Assignment >> Scan the material for the string "diagonal" and copy out every line in which it occurs.

Data for the task >>
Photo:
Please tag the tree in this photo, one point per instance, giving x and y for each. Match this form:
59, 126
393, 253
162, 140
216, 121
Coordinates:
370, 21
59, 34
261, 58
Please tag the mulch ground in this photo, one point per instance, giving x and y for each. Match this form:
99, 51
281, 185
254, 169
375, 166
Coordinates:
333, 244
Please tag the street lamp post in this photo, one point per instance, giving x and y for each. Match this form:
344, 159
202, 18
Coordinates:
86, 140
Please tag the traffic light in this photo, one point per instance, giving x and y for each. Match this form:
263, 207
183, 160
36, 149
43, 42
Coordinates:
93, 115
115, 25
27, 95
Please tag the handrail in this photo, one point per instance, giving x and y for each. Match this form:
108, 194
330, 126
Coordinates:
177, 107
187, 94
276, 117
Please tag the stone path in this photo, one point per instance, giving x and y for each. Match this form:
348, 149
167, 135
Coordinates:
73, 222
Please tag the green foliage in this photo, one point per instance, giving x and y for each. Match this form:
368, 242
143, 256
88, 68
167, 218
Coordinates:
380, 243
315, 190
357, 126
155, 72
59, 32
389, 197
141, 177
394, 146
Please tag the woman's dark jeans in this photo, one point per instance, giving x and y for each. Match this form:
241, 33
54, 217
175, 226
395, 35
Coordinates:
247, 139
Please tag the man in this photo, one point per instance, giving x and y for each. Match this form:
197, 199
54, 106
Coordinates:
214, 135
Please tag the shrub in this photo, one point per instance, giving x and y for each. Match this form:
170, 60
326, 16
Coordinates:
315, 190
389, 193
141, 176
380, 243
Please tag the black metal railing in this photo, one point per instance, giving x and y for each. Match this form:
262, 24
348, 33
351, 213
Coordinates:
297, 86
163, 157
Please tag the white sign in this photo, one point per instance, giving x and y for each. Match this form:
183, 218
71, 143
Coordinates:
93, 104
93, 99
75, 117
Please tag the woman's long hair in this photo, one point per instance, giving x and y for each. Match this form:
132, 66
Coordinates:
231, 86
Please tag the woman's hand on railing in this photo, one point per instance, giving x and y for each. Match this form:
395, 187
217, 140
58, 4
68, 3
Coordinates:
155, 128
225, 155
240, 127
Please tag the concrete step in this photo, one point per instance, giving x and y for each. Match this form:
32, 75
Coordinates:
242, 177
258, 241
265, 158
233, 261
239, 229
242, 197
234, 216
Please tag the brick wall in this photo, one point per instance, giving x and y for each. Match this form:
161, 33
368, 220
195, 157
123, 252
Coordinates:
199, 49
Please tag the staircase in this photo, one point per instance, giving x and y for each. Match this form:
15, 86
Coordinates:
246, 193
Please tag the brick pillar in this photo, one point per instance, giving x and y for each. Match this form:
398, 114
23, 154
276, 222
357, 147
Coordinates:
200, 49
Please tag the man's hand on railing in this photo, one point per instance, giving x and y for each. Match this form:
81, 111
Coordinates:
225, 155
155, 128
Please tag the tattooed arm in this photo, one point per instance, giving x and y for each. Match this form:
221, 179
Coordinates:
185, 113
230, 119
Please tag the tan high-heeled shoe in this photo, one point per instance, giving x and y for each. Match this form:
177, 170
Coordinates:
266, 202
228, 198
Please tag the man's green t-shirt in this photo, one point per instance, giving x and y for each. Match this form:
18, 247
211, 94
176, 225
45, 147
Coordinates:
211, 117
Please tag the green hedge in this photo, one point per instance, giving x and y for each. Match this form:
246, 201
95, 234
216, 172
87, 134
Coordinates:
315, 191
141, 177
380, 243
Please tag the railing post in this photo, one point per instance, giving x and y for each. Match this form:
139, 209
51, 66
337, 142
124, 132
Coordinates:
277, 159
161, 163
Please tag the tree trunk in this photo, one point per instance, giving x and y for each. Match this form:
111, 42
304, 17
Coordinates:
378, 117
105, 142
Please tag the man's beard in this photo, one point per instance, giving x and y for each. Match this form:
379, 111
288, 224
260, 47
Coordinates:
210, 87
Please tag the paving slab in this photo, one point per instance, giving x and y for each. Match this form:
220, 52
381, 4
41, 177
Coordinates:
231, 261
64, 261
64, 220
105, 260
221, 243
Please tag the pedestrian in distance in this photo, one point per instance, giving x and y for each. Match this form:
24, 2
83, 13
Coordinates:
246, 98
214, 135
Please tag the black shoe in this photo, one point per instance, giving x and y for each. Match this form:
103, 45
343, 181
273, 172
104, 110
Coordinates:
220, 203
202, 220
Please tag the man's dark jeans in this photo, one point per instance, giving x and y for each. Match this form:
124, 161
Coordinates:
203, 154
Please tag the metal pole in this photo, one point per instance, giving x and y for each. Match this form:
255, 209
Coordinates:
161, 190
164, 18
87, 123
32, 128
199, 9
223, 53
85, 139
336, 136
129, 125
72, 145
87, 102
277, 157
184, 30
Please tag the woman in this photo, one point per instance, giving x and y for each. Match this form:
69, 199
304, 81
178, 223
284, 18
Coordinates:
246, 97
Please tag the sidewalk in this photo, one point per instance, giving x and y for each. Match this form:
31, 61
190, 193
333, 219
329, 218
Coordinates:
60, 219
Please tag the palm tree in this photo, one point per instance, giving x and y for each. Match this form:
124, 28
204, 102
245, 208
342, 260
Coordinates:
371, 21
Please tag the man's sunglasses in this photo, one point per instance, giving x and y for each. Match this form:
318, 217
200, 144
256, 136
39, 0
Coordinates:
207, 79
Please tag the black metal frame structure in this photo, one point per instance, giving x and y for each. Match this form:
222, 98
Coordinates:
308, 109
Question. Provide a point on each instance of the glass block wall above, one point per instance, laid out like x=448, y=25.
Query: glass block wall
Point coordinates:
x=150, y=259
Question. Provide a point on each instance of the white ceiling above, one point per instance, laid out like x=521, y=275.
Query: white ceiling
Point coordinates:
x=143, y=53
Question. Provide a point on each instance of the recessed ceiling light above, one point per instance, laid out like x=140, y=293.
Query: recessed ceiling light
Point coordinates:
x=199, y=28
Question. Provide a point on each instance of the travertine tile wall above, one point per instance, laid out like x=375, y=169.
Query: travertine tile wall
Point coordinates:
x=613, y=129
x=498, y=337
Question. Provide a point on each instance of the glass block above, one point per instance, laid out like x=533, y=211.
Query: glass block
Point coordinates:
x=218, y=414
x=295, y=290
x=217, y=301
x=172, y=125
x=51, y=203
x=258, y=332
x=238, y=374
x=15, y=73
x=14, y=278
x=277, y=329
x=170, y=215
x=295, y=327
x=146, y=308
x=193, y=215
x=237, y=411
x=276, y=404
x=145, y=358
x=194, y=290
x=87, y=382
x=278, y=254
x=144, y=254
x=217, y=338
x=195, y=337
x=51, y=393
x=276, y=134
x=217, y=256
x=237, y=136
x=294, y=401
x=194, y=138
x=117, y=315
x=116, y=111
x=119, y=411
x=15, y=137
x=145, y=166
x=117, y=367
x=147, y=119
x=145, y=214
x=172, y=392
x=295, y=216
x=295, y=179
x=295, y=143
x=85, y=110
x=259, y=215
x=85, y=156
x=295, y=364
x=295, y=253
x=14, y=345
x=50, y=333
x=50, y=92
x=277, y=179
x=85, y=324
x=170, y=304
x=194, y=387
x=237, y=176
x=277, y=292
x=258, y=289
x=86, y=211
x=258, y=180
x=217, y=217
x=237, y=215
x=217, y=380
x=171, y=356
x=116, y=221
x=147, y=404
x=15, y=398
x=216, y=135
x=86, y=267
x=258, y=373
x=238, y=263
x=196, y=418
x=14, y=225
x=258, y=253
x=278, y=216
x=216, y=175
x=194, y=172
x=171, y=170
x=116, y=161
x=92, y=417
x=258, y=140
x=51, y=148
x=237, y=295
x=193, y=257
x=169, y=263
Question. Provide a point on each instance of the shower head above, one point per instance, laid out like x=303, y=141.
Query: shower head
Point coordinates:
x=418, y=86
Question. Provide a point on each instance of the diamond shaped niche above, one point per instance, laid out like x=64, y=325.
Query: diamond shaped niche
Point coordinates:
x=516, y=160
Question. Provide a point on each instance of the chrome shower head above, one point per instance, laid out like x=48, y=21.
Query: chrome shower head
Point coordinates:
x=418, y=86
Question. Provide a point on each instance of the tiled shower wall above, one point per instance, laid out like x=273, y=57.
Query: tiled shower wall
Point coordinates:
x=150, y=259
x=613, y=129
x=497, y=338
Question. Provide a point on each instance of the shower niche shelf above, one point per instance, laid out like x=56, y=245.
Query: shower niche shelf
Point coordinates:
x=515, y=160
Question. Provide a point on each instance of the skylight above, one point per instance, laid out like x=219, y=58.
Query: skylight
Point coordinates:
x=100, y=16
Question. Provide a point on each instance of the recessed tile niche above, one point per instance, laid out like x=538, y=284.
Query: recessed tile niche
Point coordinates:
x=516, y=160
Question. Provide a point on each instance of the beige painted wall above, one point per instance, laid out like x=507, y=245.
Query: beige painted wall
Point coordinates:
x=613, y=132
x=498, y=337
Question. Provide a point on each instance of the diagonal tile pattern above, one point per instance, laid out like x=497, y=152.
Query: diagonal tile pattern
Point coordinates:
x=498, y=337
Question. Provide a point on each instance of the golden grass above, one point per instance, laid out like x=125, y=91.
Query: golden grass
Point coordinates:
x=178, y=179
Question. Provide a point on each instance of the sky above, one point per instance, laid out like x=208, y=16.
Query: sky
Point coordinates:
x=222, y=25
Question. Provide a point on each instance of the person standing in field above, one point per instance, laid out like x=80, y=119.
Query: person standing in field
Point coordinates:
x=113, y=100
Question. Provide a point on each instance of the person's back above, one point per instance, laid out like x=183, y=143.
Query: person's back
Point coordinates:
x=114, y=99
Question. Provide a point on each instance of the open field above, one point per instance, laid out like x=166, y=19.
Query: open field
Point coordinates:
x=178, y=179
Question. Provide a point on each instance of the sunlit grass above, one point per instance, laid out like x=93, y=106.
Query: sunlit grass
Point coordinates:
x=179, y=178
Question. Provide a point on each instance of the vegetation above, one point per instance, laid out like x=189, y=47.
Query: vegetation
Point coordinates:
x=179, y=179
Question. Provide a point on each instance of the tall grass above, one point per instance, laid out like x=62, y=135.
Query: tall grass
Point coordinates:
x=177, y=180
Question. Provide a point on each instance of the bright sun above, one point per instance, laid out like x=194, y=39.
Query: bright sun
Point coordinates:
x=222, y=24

Task solution >>
Question. Provide a point on each instance of the diagonal tile pattern above, one point per instance, laid out like x=497, y=152.
Query: diagonal tile pattern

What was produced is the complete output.